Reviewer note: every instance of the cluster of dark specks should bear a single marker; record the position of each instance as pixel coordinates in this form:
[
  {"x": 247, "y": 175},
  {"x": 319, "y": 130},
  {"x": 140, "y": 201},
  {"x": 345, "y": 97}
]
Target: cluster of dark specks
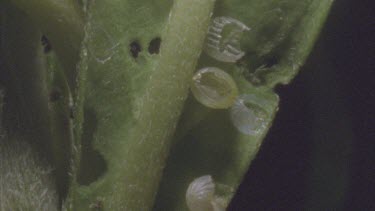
[{"x": 154, "y": 47}]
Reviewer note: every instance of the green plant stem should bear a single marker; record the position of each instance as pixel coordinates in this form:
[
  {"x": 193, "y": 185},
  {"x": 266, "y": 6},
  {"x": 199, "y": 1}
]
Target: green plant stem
[{"x": 135, "y": 165}]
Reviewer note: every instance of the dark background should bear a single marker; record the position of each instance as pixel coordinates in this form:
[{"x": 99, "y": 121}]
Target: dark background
[{"x": 319, "y": 154}]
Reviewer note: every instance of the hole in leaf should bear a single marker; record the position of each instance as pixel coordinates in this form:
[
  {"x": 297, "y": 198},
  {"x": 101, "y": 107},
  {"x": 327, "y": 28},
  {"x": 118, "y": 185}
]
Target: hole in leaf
[
  {"x": 135, "y": 48},
  {"x": 92, "y": 164},
  {"x": 46, "y": 44},
  {"x": 154, "y": 47}
]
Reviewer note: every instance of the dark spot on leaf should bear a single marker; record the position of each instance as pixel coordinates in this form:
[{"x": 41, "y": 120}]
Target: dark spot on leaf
[
  {"x": 269, "y": 62},
  {"x": 54, "y": 95},
  {"x": 92, "y": 164},
  {"x": 71, "y": 113},
  {"x": 46, "y": 44},
  {"x": 154, "y": 47},
  {"x": 98, "y": 205},
  {"x": 135, "y": 48}
]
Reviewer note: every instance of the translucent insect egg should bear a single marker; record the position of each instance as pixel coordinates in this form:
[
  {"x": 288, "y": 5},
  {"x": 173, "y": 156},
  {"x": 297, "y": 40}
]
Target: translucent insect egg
[
  {"x": 214, "y": 88},
  {"x": 247, "y": 115},
  {"x": 200, "y": 195},
  {"x": 223, "y": 39}
]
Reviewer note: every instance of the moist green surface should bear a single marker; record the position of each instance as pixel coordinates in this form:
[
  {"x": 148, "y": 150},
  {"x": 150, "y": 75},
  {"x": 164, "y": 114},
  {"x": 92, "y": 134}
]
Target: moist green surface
[{"x": 133, "y": 126}]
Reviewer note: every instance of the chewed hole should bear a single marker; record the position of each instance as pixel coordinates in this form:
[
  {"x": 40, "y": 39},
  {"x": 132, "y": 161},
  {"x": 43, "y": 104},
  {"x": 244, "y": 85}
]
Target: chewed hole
[
  {"x": 248, "y": 116},
  {"x": 214, "y": 88},
  {"x": 47, "y": 47},
  {"x": 135, "y": 49},
  {"x": 92, "y": 164},
  {"x": 154, "y": 47}
]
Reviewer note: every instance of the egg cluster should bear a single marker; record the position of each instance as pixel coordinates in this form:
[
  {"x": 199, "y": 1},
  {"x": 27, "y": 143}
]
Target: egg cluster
[{"x": 216, "y": 89}]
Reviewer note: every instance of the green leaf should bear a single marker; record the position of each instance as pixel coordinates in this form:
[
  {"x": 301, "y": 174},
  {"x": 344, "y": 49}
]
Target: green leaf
[
  {"x": 281, "y": 38},
  {"x": 129, "y": 99},
  {"x": 132, "y": 100},
  {"x": 130, "y": 95}
]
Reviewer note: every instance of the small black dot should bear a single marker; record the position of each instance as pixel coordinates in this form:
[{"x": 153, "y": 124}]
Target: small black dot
[
  {"x": 154, "y": 47},
  {"x": 71, "y": 113},
  {"x": 271, "y": 62},
  {"x": 46, "y": 44},
  {"x": 54, "y": 96},
  {"x": 135, "y": 48}
]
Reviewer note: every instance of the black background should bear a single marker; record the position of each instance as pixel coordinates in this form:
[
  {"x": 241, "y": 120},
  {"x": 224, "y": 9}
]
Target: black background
[{"x": 319, "y": 154}]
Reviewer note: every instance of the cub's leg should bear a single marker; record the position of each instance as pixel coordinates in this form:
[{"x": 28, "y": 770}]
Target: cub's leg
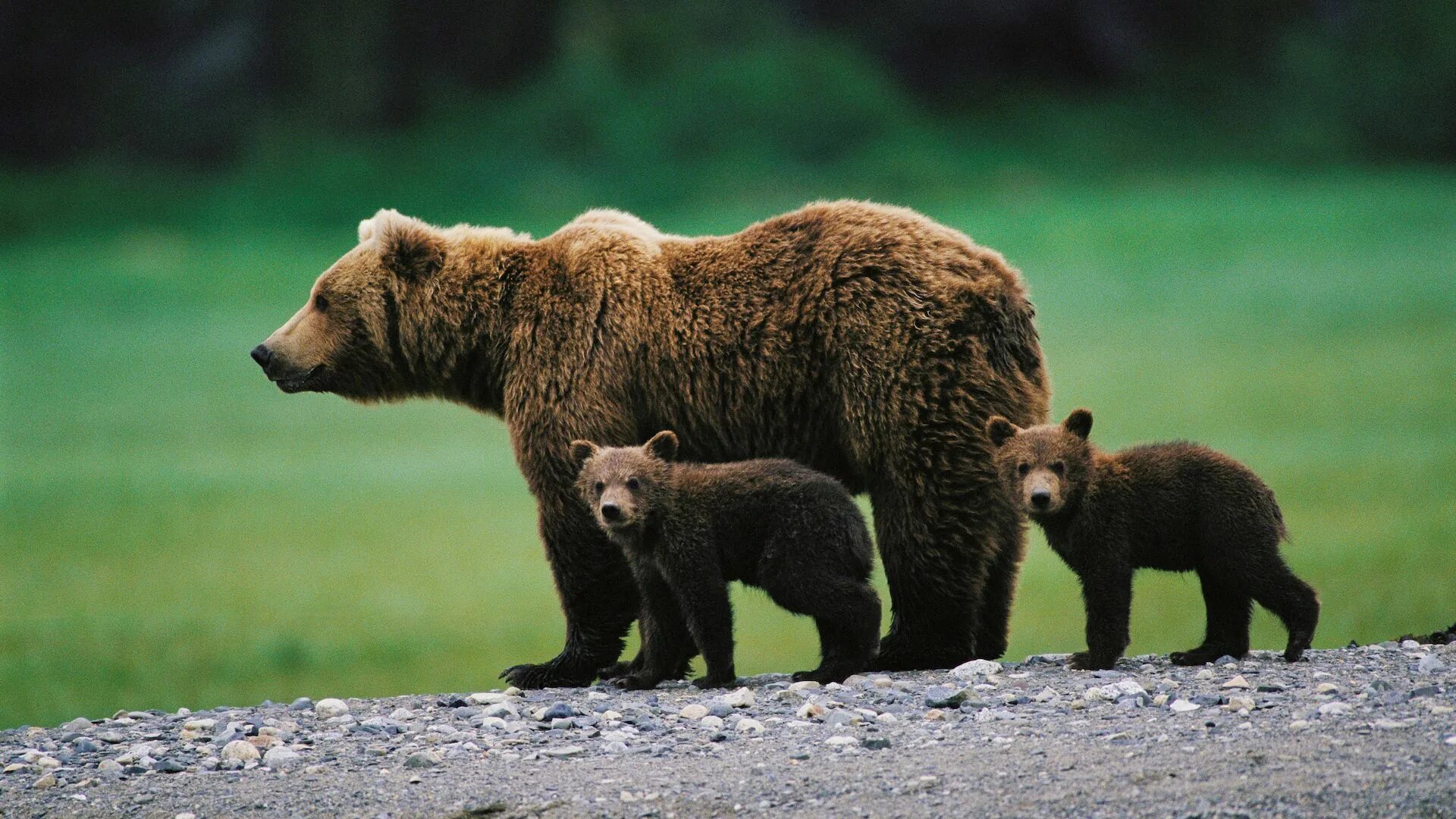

--*--

• TASK DETAILS: Repeat everything in the records above exactly, except the pictures.

• OUTPUT BELOW:
Reviewer note: every instance of the cluster of dark specks should bear a single marker; record the position of each instance as pixel coordinates in this form:
[
  {"x": 247, "y": 175},
  {"x": 319, "y": 130},
  {"x": 140, "y": 201},
  {"x": 345, "y": 97}
]
Target: cluster of dark specks
[{"x": 154, "y": 47}]
Reviewer note: every instance of the green plant stem should bear a single marker; record the position of each instance as pixel coordinates in this form:
[
  {"x": 193, "y": 185},
  {"x": 266, "y": 6},
  {"x": 199, "y": 1}
]
Target: green plant stem
[{"x": 135, "y": 165}]
Reviewer note: every instance of the dark background should bear a single marker; record the position of each instance as pixel coordinates in this form:
[{"x": 99, "y": 121}]
Target: dark background
[{"x": 319, "y": 154}]
Reviewer note: every instance of the hole in leaf should bear a single marker; record the position of each instance as pixel coordinates in this form:
[
  {"x": 297, "y": 198},
  {"x": 101, "y": 107},
  {"x": 327, "y": 28},
  {"x": 118, "y": 185}
]
Target: hole in leaf
[
  {"x": 135, "y": 48},
  {"x": 92, "y": 164},
  {"x": 46, "y": 44},
  {"x": 154, "y": 47}
]
Reviewer note: every instance of the dark spot on leaf should bear a single marker; record the position of each instance as pixel coordinates in this form:
[{"x": 41, "y": 120}]
Target: dark spot on leaf
[
  {"x": 269, "y": 62},
  {"x": 54, "y": 95},
  {"x": 92, "y": 164},
  {"x": 71, "y": 113},
  {"x": 46, "y": 44},
  {"x": 154, "y": 47},
  {"x": 98, "y": 205},
  {"x": 135, "y": 48}
]
Reviewer note: every instance of the translucent insect egg should bear a single marker; record the position of each instance as pixel coordinates in this form:
[
  {"x": 288, "y": 5},
  {"x": 173, "y": 156},
  {"x": 297, "y": 40}
]
Target: translucent insect egg
[
  {"x": 214, "y": 88},
  {"x": 247, "y": 115},
  {"x": 200, "y": 195},
  {"x": 223, "y": 39}
]
Reviewer note: every instance of the moist green surface should bear a single marker; record the position of each instance as pixel coordinates in this form:
[
  {"x": 148, "y": 150},
  {"x": 150, "y": 75},
  {"x": 164, "y": 114},
  {"x": 92, "y": 134}
]
Target: moist green surface
[{"x": 133, "y": 126}]
Reviewer note: every instance of the chewed hole should bear a single marker; record the position of each instance as pixel coordinates in this form:
[
  {"x": 40, "y": 39},
  {"x": 132, "y": 161},
  {"x": 43, "y": 104},
  {"x": 244, "y": 85}
]
Target: chewed hole
[
  {"x": 248, "y": 116},
  {"x": 214, "y": 88},
  {"x": 47, "y": 47},
  {"x": 135, "y": 49},
  {"x": 92, "y": 164},
  {"x": 154, "y": 47}
]
Reviewer note: every instance of the egg cluster should bear a single marker; record the position of each instance as pixel coordinates in this form:
[
  {"x": 199, "y": 1},
  {"x": 27, "y": 143}
]
Target: egg cluster
[{"x": 216, "y": 89}]
Reviewer note: every instance of the green leaf should bear a single marker; record the position of each instance as pixel coordinates in this form:
[
  {"x": 301, "y": 174},
  {"x": 344, "y": 49}
]
Target: green leaf
[
  {"x": 281, "y": 38},
  {"x": 129, "y": 99},
  {"x": 132, "y": 100},
  {"x": 130, "y": 95}
]
Reviewer note: every instance of the small black dot should bear a single marker; record the position of each instance as pixel coordinates in this form:
[{"x": 153, "y": 124}]
Target: small black dot
[
  {"x": 154, "y": 47},
  {"x": 71, "y": 113},
  {"x": 271, "y": 62},
  {"x": 46, "y": 44},
  {"x": 54, "y": 96},
  {"x": 135, "y": 48}
]
Reviewer note: every instance of the black background should bear a single marker; record the position of each instance as pixel coordinates in this form:
[
  {"x": 241, "y": 120},
  {"x": 224, "y": 9}
]
Target: black background
[{"x": 319, "y": 154}]
Reviewer note: every instance of the cub's leg should bear a single marker; record the position of each instance as pixel coordinates in this form:
[{"x": 28, "y": 770}]
Target: cub's leg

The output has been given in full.